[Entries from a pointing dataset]
==*==
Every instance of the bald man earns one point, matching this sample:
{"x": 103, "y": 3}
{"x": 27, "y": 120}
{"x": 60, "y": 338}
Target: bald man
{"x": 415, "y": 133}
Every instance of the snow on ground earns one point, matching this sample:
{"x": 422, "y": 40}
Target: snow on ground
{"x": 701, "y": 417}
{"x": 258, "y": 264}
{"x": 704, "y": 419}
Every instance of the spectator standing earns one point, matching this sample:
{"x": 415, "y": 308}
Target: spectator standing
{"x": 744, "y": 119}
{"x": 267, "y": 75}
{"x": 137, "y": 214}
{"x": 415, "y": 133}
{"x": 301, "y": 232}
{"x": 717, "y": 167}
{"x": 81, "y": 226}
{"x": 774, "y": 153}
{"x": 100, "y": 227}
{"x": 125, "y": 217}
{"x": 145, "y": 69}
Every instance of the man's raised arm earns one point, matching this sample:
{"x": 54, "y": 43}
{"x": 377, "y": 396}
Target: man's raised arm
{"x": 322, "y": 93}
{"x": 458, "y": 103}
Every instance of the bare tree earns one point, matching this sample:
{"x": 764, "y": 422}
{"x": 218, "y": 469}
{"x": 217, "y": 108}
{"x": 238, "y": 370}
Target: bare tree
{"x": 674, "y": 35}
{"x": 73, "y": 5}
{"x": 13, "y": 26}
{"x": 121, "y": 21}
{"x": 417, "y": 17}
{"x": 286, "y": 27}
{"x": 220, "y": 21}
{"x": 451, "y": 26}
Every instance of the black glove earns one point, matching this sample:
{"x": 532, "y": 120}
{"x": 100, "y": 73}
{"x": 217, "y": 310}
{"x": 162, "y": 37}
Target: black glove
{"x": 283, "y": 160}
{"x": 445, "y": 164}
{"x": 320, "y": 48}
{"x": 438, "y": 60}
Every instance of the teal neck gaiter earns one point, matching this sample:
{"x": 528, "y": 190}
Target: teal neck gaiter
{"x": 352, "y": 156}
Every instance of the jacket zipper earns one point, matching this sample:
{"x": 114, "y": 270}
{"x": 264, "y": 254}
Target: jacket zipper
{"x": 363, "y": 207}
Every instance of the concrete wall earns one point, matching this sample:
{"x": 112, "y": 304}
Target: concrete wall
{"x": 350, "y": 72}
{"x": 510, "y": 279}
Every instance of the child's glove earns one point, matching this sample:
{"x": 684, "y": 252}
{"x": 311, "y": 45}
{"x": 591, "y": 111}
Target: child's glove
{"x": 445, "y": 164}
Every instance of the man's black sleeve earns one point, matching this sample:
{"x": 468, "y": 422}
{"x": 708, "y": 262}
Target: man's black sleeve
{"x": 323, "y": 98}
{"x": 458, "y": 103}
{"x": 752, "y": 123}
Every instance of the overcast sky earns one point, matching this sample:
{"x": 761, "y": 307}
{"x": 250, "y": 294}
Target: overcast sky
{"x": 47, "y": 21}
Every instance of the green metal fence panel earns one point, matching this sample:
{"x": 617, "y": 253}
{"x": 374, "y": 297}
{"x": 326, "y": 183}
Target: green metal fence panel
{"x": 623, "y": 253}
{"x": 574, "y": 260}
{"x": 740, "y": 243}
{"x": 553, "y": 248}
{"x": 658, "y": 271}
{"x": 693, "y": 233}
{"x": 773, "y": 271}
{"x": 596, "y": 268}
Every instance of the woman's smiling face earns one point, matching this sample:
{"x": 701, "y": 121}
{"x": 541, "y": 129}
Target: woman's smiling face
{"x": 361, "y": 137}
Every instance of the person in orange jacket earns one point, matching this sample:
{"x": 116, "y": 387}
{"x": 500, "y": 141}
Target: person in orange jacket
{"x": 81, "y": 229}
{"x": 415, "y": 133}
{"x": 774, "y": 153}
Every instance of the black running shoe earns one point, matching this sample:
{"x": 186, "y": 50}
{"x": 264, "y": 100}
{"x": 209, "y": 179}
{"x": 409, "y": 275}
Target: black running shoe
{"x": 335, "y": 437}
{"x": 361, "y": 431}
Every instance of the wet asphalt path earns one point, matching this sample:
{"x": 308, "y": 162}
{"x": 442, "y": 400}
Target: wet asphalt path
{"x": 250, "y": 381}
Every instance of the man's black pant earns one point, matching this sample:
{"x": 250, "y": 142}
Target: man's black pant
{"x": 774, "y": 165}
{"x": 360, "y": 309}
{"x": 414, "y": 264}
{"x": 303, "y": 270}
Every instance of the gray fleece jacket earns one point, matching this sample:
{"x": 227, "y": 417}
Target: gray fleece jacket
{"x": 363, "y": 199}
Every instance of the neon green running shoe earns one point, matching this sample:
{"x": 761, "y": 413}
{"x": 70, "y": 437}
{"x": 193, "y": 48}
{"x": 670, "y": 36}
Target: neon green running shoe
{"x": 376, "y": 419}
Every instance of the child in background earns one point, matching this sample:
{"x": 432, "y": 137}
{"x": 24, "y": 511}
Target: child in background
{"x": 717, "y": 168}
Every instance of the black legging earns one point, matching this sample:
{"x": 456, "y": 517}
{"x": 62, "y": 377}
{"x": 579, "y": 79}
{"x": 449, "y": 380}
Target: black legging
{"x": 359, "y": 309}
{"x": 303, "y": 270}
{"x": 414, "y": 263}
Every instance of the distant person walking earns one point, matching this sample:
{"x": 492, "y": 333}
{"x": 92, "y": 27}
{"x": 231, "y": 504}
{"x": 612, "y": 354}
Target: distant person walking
==*==
The task
Can you restate every record above word for word?

Answer
Every instance of the bald man earns one point, matching this sample:
{"x": 103, "y": 3}
{"x": 27, "y": 120}
{"x": 60, "y": 338}
Target: bald man
{"x": 415, "y": 133}
Every instance of the snow on ground earns one point, matching this sample:
{"x": 422, "y": 40}
Target: snow on ground
{"x": 701, "y": 417}
{"x": 258, "y": 264}
{"x": 704, "y": 419}
Every instance of the spectator standing earns one point, matching this sample:
{"x": 415, "y": 308}
Target: spectator standing
{"x": 744, "y": 119}
{"x": 267, "y": 75}
{"x": 137, "y": 214}
{"x": 415, "y": 133}
{"x": 301, "y": 232}
{"x": 717, "y": 167}
{"x": 81, "y": 226}
{"x": 774, "y": 153}
{"x": 100, "y": 227}
{"x": 125, "y": 217}
{"x": 145, "y": 69}
Every instance of the man's raised arm earns one point, matching this sample:
{"x": 54, "y": 43}
{"x": 377, "y": 396}
Target: man's raised arm
{"x": 322, "y": 93}
{"x": 458, "y": 103}
Every instance of the bare tree earns one point, matching this sample:
{"x": 764, "y": 422}
{"x": 218, "y": 469}
{"x": 217, "y": 108}
{"x": 238, "y": 370}
Target: bare tree
{"x": 674, "y": 35}
{"x": 73, "y": 5}
{"x": 13, "y": 26}
{"x": 121, "y": 21}
{"x": 417, "y": 17}
{"x": 286, "y": 27}
{"x": 220, "y": 21}
{"x": 451, "y": 26}
Every instance of the black glove earns one point, matching this sample:
{"x": 532, "y": 120}
{"x": 100, "y": 73}
{"x": 217, "y": 310}
{"x": 162, "y": 37}
Target: black glove
{"x": 283, "y": 160}
{"x": 445, "y": 164}
{"x": 320, "y": 48}
{"x": 438, "y": 60}
Every instance of the teal neck gaiter earns one point, matching this sample:
{"x": 528, "y": 190}
Target: teal neck gaiter
{"x": 352, "y": 156}
Every instance of the jacket zipper earns one point, matching this sample:
{"x": 114, "y": 270}
{"x": 264, "y": 254}
Target: jacket zipper
{"x": 363, "y": 207}
Every instance of the concrete wall earns one point, matching this sample:
{"x": 112, "y": 304}
Target: concrete wall
{"x": 350, "y": 72}
{"x": 510, "y": 279}
Every instance of the child's glove earns one point, matching this sample:
{"x": 684, "y": 252}
{"x": 311, "y": 45}
{"x": 591, "y": 111}
Target: child's glove
{"x": 445, "y": 164}
Every instance of the man's black sleeve earns one point, matching this sample:
{"x": 468, "y": 422}
{"x": 708, "y": 262}
Target: man's black sleeve
{"x": 323, "y": 98}
{"x": 458, "y": 103}
{"x": 752, "y": 123}
Every instance of the overcast sky earns one point, matching this sample:
{"x": 761, "y": 307}
{"x": 250, "y": 294}
Target: overcast sky
{"x": 47, "y": 21}
Every instance of the green metal fence panel earns one point, matching this sample:
{"x": 617, "y": 253}
{"x": 374, "y": 297}
{"x": 326, "y": 183}
Target: green metal fence panel
{"x": 623, "y": 253}
{"x": 574, "y": 260}
{"x": 740, "y": 243}
{"x": 553, "y": 248}
{"x": 658, "y": 271}
{"x": 693, "y": 233}
{"x": 773, "y": 271}
{"x": 596, "y": 268}
Every instance of the woman's smiling face earns one point, matching this sample:
{"x": 701, "y": 121}
{"x": 541, "y": 129}
Target: woman's smiling face
{"x": 361, "y": 137}
Every instance of the person in orange jacket earns one point, matching this sample:
{"x": 116, "y": 387}
{"x": 500, "y": 141}
Target: person in orange jacket
{"x": 81, "y": 229}
{"x": 415, "y": 133}
{"x": 774, "y": 153}
Every instance of the black running shoe earns one point, matching this sample:
{"x": 186, "y": 50}
{"x": 264, "y": 100}
{"x": 209, "y": 179}
{"x": 409, "y": 275}
Target: black running shoe
{"x": 335, "y": 437}
{"x": 361, "y": 431}
Every instance of the wet asphalt path earns one point, matching this sample:
{"x": 308, "y": 162}
{"x": 442, "y": 400}
Target: wet asphalt path
{"x": 250, "y": 381}
Every instance of the man's black pant earns one point, matching this sample:
{"x": 250, "y": 142}
Target: man's black pant
{"x": 774, "y": 165}
{"x": 360, "y": 309}
{"x": 414, "y": 264}
{"x": 303, "y": 270}
Every instance of the gray fleece jacket earns one point, matching this sample:
{"x": 227, "y": 417}
Target: gray fleece jacket
{"x": 363, "y": 199}
Every instance of the neon green running shoe earns one point, matching this sample:
{"x": 761, "y": 413}
{"x": 70, "y": 437}
{"x": 193, "y": 48}
{"x": 670, "y": 36}
Target: neon green running shoe
{"x": 376, "y": 419}
Every instance of the child in background earns one point, matching this sample:
{"x": 432, "y": 137}
{"x": 24, "y": 511}
Target: child in background
{"x": 717, "y": 168}
Every instance of the black legging earns one point, matching this sample:
{"x": 456, "y": 517}
{"x": 62, "y": 377}
{"x": 579, "y": 79}
{"x": 449, "y": 380}
Target: black legging
{"x": 359, "y": 309}
{"x": 303, "y": 270}
{"x": 414, "y": 263}
Every instance of the distant person walking earns one point, matching this sample:
{"x": 492, "y": 333}
{"x": 92, "y": 27}
{"x": 231, "y": 504}
{"x": 612, "y": 354}
Target: distant person walking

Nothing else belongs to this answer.